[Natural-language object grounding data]
※
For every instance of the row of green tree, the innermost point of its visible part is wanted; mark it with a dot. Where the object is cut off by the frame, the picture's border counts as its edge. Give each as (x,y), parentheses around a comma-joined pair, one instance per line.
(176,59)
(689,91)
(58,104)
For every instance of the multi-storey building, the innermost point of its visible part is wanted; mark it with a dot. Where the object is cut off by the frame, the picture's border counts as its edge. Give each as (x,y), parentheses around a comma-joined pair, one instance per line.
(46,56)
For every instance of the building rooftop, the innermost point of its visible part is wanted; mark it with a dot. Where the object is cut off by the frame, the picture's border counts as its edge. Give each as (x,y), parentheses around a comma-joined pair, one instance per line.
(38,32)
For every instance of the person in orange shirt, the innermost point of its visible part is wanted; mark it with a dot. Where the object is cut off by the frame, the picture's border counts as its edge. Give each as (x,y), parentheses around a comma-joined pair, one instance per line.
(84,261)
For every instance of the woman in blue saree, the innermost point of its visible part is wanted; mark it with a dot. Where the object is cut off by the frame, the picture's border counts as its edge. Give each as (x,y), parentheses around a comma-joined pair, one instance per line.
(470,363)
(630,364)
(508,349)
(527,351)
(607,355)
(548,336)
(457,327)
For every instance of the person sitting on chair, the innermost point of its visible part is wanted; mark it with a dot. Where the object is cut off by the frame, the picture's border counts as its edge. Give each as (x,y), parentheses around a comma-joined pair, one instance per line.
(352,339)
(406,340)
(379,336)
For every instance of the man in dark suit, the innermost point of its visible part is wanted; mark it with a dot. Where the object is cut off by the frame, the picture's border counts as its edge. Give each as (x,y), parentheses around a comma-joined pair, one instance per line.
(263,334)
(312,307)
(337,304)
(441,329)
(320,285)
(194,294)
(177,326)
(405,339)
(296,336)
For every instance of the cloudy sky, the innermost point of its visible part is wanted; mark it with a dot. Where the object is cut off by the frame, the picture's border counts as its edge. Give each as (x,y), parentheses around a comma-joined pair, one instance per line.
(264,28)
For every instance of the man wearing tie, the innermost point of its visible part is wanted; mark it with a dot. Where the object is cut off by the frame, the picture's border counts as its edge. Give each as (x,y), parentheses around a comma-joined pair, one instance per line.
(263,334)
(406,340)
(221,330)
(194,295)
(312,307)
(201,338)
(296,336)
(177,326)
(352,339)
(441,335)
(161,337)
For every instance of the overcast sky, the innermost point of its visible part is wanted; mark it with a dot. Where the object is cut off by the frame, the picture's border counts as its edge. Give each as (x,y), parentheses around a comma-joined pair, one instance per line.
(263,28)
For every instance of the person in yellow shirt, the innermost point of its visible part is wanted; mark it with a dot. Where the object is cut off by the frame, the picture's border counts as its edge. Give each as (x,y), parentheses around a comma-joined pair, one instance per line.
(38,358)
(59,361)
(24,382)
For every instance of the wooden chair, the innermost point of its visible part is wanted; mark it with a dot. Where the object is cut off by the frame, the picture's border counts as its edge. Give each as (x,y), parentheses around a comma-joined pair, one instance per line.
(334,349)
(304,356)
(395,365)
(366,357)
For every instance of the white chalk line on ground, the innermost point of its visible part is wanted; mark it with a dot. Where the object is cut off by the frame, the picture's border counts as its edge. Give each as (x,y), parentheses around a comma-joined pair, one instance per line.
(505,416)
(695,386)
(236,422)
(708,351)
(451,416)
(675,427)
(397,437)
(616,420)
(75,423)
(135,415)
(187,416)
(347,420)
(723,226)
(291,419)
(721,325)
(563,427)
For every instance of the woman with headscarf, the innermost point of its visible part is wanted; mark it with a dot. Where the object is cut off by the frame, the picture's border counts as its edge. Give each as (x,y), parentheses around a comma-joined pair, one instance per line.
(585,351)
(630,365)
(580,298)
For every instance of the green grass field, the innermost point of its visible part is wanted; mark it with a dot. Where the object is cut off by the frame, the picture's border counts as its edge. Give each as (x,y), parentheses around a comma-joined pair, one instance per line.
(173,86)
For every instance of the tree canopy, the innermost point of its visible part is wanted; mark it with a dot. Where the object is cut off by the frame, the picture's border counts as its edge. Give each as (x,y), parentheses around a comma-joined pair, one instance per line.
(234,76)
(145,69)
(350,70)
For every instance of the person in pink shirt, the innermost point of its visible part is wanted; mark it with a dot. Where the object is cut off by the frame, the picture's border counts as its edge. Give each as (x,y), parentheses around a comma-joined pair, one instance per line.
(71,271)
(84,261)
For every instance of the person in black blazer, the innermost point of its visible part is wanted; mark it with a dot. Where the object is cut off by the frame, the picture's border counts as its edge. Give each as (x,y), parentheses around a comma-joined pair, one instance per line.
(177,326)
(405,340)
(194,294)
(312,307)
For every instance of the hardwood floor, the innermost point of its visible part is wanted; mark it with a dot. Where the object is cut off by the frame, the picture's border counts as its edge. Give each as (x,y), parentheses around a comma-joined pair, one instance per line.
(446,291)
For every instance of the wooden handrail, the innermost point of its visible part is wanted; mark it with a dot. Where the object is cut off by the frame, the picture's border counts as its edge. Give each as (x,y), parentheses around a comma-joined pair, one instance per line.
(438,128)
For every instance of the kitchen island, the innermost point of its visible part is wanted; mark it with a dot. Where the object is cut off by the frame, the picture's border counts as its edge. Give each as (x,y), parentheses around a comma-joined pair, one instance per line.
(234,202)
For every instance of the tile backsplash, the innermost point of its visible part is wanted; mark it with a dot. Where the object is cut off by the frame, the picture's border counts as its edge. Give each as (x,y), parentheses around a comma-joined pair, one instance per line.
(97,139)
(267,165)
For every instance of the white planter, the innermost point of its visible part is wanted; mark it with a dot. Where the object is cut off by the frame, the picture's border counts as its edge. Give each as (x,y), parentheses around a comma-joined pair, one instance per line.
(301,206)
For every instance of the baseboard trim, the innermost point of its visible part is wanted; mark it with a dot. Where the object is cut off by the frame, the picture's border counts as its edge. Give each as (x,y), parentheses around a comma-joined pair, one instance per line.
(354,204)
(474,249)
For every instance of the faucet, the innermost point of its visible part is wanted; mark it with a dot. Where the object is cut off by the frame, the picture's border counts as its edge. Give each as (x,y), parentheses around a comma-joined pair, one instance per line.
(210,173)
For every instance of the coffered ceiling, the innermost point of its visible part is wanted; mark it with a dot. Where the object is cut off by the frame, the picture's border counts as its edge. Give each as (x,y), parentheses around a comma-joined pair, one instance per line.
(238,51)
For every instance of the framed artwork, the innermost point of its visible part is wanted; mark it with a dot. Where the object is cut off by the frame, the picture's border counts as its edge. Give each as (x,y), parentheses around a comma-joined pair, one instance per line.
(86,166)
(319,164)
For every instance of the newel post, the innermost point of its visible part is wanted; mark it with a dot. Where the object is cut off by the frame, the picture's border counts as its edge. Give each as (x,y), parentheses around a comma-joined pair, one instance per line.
※
• INSTRUCTIONS FOR THE TASK: Line by line, write out the records above exactly.

• RESPONSE AREA:
For every instance of the row of green tree, the innermost point of its visible part is wanted; mark it with a dot. Where the object is cut off by the frame, the picture's border counts as its edge. Give each as (x,y), parentheses around a comma-joined pair, one instance per line.
(176,59)
(689,91)
(58,104)
For every instance of the multi-storey building, the innermost point of its visible part is wanted; mark it with a dot. Where the object is cut off by the frame, the picture's border counts as its edge. Give each as (x,y), parentheses around a comma-joined pair, one instance per line.
(46,56)
For every instance of the building rooftop, the innermost point of its visible part is wanted; mark it with a dot. Where the object is cut off by the frame, the picture's border counts as its edge. Give each as (x,y), parentheses around a comma-joined pair, one instance per line.
(38,32)
For every instance of the person in orange shirt, the innermost point of its visible part is wanted; mark it with a dot. Where the object is cut off by the frame, the picture's border counts as its edge. Give each as (x,y), parentheses around a comma-joined pair, one instance per line.
(84,261)
For every instance of the woman in blue saree, the innermost point of its visible part is wanted; mark it with a dot. Where the object is cut off by the frame, the picture's border counts as its edge. Give each as (x,y), parentheses around a comma-joined pair, one instance per line.
(470,363)
(630,364)
(508,349)
(527,351)
(607,355)
(548,336)
(457,327)
For every instance of the person sitting on chair, the innermost point of its visible part is wanted; mark it with a dot. Where the object is cut off by the frame, the picture's border counts as its edge. Give each as (x,y), parentheses around a comma-joined pair, one instance per line.
(352,339)
(406,340)
(379,336)
For every instance of the man in dark suit, the innermost point of its visible part is wanted; mark it with a dot. Where the object is cut off by the frame, the picture's border counts as its edge. Give each as (x,y), parentheses around a comma-joined pair, one instance per line.
(263,334)
(312,307)
(337,304)
(441,329)
(320,285)
(194,294)
(177,326)
(405,339)
(296,336)
For every instance of the cloudy sky, the innermost point of its visible part is wanted; mark it with a dot. Where the object is cut off by the frame, the picture's border counts as its edge. Give each as (x,y), parentheses around a comma-joined pair, one instance per line.
(264,28)
For every instance of the man wearing tie, the innermost point of its visible part is wanted; mark it with a dot. Where the object is cut off by the frame, the picture's border counts as its edge. Give each as (x,y), parentheses around a comma-joined pair, one instance per line.
(263,334)
(406,340)
(221,330)
(194,295)
(312,307)
(201,338)
(296,336)
(177,326)
(352,339)
(441,335)
(161,337)
For every instance of the overcast sky, the innermost point of its visible part is wanted; mark it with a dot. Where the object is cut off by the frame, the picture's border counts as its edge. Give each as (x,y), parentheses around a comma-joined pair, one instance per line.
(263,28)
For every instance of the person in yellow shirt, the innermost point of its visible part is wanted; mark it with a dot. Where the object is cut off by the frame, the picture's border counts as its edge. Give each as (x,y), parentheses around a comma-joined pair, one instance per line.
(38,358)
(59,361)
(24,382)
For every instance of the wooden chair, the innermost point of its visible part is wanted; mark it with a dot. Where the object is cut off by the frame, the picture's border counts as its edge. Give each as (x,y), parentheses around a comma-joined pair, one instance per line.
(334,349)
(304,356)
(395,365)
(366,357)
For every instance of the white chalk line on ground, the innermost point of its visible part is wanted; mark it with a dot. Where the object is cut off by the frame, the picture's border counts as its edge. Give each as (x,y), parentheses around a comma-joined pair, one instance per line.
(505,416)
(695,386)
(236,422)
(708,351)
(451,416)
(675,427)
(397,437)
(616,420)
(75,423)
(135,415)
(187,416)
(347,420)
(723,226)
(291,419)
(721,325)
(563,427)
For every instance of the woman with headscarf, the innermost point of its visible part is wanted; mark it with a dot. Where the object is cut off by the frame, the picture's border counts as its edge. Give each as (x,y), parentheses around a comma-joined pair, one instance per line.
(585,351)
(630,365)
(580,298)
For every instance of the green grass field, the innermost point of its visible part is wanted; mark it with a dot. Where the object is cut off by the frame, the picture's border counts as its edge. Give each as (x,y), parentheses around a comma-joined pair, one instance per line.
(173,86)
For every instance of the tree canopy, the innermost point of its visible part is wanted; mark it with a dot. Where the object is cut off by the frame, the picture's border counts as its edge. Give each as (x,y), parentheses around a comma-joined pair, one instance per line.
(234,76)
(145,69)
(350,70)
For every instance of the person in pink shirt, the innermost point of its visible part is wanted; mark it with a dot. Where the object is cut off by the frame, the picture's border counts as its edge. Give each as (x,y), parentheses around a comma-joined pair, one instance per line.
(71,271)
(84,261)
For every instance of the person in black blazer, the innermost point of its visible part is wanted; mark it with a dot. Where the object is cut off by the frame, the picture's border counts as its edge. Give each as (x,y), parentheses around a comma-joined pair, one instance per line.
(177,326)
(405,340)
(194,294)
(312,307)
For every instance of the hardwood floor, the innermost point of its visible part is wanted; mark it with a dot. Where the object is cut off by the frame, the picture's border counts as its edge. Give each as (x,y), parentheses around a comma-joined pair, one instance per line.
(446,291)
For every instance of the wooden handrail, the innermost point of its visible part is wanted; mark it with a dot. Where the object is cut off by the frame, the picture's border counts as its edge. Give each as (x,y), parentheses around a comma-joined pair, one instance per line.
(438,128)
For every instance of the kitchen island, the innermost point of its visible part is wanted; mark it with a dot. Where the object is cut off by the frame, the picture's border counts as its edge. Give each as (x,y), parentheses around a comma-joined pair, one instance per line.
(234,202)
For every instance of the tile backsplash, the innermost point of its visible part is wanted; mark it with a dot. Where the object is cut off by the frame, the picture's border counts as its edge. Give each as (x,y), parentheses around a comma-joined pair, one instance per line.
(97,139)
(267,165)
For every instance of the white planter, the innermost point of its visible part is wanted; mark it with a dot. Where the object is cut off by the frame, the picture's border counts as its edge. Give each as (x,y), parentheses around a comma-joined pair, one instance per line.
(301,206)
For every instance of the baseboard trim, the innermost point of its visible part is wanted; mark it with a dot. Where the object is cut off by the frame, the picture's border counts as its edge. Give each as (x,y), parentheses around a comma-joined pair, one instance per line.
(354,204)
(474,249)
For every instance of the faucet, the innermost point of its visible part is wanted; mark it with a dot. Where the object is cut off by the frame, the picture's border counts as its edge. Give each as (x,y), parentheses around a comma-joined pair, one instance per line.
(210,173)
For every instance of the coffered ceiling, the innermost point of its visible part is wanted; mark it with a dot. Where the object is cut off by the frame, the picture's border counts as its edge. Give each as (x,y), parentheses around a comma-joined pair, one instance per line.
(238,51)
For every instance of the framed artwork, the innermost point of its visible part is wanted; mark it with a dot. Where the object is cut off by the frame, the picture's border counts as its edge. Give each as (x,y), parentheses around a comma-joined pair, one instance per line.
(86,166)
(319,164)
For every instance of the newel post, the innermost point of its visible part is wanted; mark it with a dot. Where the object is cut off by the frame, the picture's border counts as its edge. Give each as (x,y), parentheses around a comma-joined pair, one instance per line.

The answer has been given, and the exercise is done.